▶ Extrait du texte
┌──
Entretien – Ministre de l’Eau et de l’Assainissement - « Le budget de mon département a triplé en 12 ans »

Serigne Mbaye Thiam, ministre de l’Eau et de l’Assainissement, évoque les réalisations de son département chiffres à l’appui, et le moins que l’on puisse dire est que ce secteur obtient des résultats mesurables. Les projets pour 2024 attestent d’ailleurs de la vitalité de l’institution et de l’importance qu’elle revêt.

Serigne Mbaye Thiam Le président Macky Sall a fait de l’eau une priorité du Plan Sénégal Émergent (PSE). Quelles ont été les réalisations structurantes durant ces cinq dernières années ?

 

Serigne Mbaye Thiam : Merci de me donner l’occasion de parler du secteur de l’eau et de l’assainissement qui, comme vous le soulignez, revêt une grande importance pour le chef de l’État : à plusieurs reprises, il a rappelé combien il tenait à ce que la population sénégalaise évolue dans un environnement sain, tant dans les villes que dans les campagnes, et bénéficie en quantité suffisante d’une eau de qualité. 

Pour répondre à votre question, je dirai que la plus grande réalisation de ces cinq dernières années est la troisième usine de traitement d’eau potable de Keur Momar Sarr. Les travaux ont été lancés le 18 décembre 2017 et se sont terminés le 21 avril 2021. La station, une usine dont la capacité de production est de 200 000 m3 /jour, a été inaugurée par le chef de l’État le 10 juillet 2021. Il y a ensuite l’usine de dessalement des Mamelles, ainsi que l’on nomme deux collines à l’ouest de Dakar : cette usine actuellement en construction aura une capacité de production initiale de 50 000 m3/jour pouvant être portée à terme à 100 000 m3. Enfin, ces cinq dernières années ont été marquées par le parachèvement du cycle des phases d’urgence initié en 2012. Entre 2018 et 2019, cette phase transitoire a été consolidée dans le cadre du Programme spécial de renforcement de l’alimentation en eau potable de Dakarinitié débuté trois années plus tôt. Sur un autre plan, il a fallu relever le défi de la réduction des pertes d’eau : dans ce contexte, 316 km de conduites ont été renouvelés rien qu’à Dakar.
└──
▶ Données sources
┌──
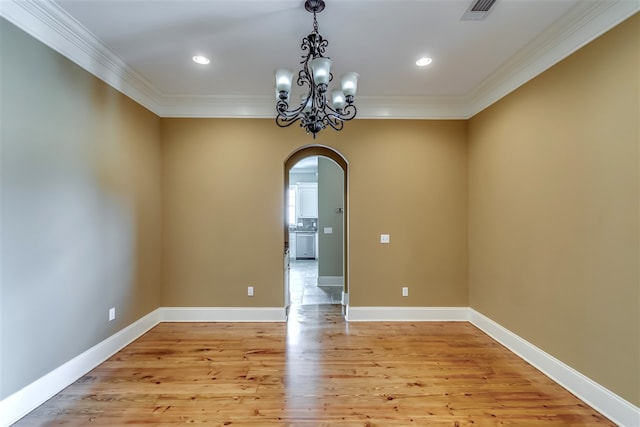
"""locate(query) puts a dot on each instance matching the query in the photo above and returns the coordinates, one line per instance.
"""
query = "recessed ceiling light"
└──
▶ Objectif
Reprenez l'entretien avec le ministre de l'Eau et de l'Assainissement et poursuivez-le après sa dernière phrase. Les lignes n'ont aucun rôle dans ce travail.

▶ Réponse attendue
 

 

Comment a évolué le taux de desserte en eau potable dans les centres urbains et ruraux ?

 

Pour l’évolution du taux de desserte dans les centres urbains et périurbains, le Sénégal fait partie des rares pays africains à avoir atteint les OMD dès 2015, avec un taux d’accès de 100 % à Dakar et de 92 % dans les centres urbains de l’intérieur. Je rappelle qu’en 2005, le taux moyen d’accès à l’eau était de 85 %, ce qui prouve qu’un grand effort a été consenti. Pour le rural, des efforts significatifs aussi ont été faits. Afin de redynamiser ce sous-secteur, il y a eu une réforme en 2014, avec comme principale innovation le recours à des délégations de service public sur la base d’un système d’affermage. Une évaluation en a d’ailleurs montré toute la pertinence.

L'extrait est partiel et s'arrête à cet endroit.